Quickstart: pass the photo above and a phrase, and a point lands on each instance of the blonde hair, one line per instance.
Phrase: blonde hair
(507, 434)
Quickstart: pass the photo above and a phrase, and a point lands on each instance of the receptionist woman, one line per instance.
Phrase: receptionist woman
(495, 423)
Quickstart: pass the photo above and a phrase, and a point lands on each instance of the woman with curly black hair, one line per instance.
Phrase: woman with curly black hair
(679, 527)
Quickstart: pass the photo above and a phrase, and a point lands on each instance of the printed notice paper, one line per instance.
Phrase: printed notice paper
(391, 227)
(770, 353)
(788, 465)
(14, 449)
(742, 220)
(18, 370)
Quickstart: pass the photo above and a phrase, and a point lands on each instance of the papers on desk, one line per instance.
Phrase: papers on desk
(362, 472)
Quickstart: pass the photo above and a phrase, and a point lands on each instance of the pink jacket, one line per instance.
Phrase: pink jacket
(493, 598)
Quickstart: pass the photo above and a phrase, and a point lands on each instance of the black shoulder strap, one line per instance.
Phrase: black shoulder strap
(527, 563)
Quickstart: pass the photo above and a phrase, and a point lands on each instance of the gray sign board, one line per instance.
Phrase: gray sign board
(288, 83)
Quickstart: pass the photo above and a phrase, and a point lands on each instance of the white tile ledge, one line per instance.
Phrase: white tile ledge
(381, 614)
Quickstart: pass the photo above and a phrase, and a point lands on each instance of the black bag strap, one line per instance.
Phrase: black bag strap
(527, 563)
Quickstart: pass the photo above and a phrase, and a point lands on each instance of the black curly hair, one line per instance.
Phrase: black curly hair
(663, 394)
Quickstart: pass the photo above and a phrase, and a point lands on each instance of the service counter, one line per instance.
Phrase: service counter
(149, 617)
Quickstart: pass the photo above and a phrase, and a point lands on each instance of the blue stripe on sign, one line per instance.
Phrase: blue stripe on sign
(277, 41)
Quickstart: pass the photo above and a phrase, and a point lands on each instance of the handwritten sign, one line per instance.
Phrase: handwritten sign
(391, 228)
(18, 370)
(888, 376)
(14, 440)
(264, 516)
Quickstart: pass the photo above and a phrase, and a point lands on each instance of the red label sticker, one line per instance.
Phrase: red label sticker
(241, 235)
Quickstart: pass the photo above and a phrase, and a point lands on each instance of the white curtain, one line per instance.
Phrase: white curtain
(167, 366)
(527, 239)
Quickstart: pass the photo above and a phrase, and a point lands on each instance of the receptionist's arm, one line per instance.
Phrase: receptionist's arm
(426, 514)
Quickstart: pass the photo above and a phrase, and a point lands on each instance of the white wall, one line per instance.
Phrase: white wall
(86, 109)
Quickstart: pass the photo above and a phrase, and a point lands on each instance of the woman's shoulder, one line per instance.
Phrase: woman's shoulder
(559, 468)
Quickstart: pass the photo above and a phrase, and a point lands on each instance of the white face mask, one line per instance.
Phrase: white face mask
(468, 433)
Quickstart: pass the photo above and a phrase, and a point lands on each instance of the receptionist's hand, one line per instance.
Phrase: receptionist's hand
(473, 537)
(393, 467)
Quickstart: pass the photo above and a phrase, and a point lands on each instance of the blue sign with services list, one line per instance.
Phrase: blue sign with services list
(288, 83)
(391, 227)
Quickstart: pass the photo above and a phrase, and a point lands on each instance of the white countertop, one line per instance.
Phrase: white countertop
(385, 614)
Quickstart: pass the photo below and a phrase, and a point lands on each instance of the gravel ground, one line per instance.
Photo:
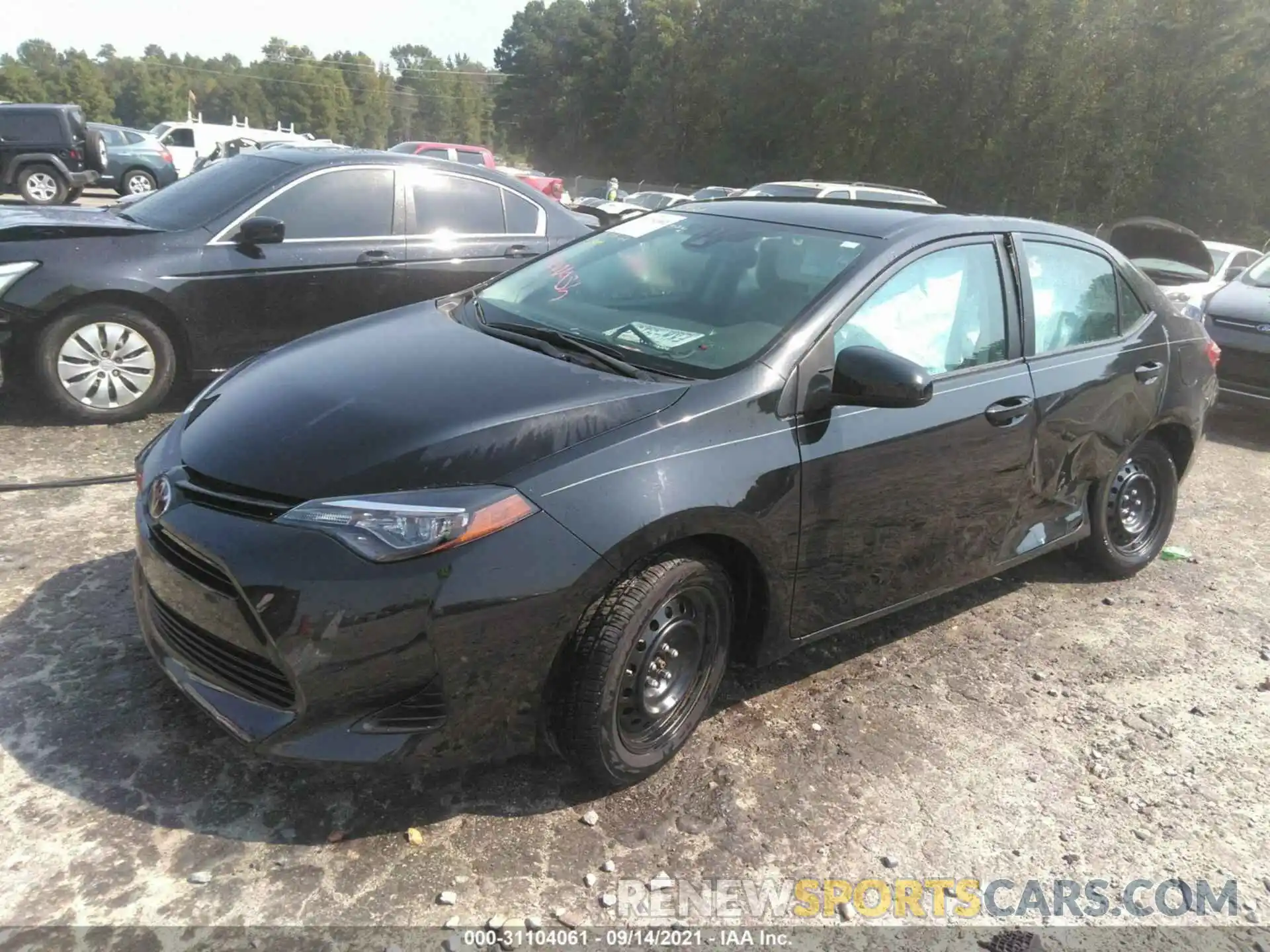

> Given problem: Which lines in the listing contain the string "countertop"? Copy each of them in full.

> Exercise answer:
Quickstart: pass the photo above and a phrase, and a point lands on each instance of the white countertop, one line per instance.
Phrase: white countertop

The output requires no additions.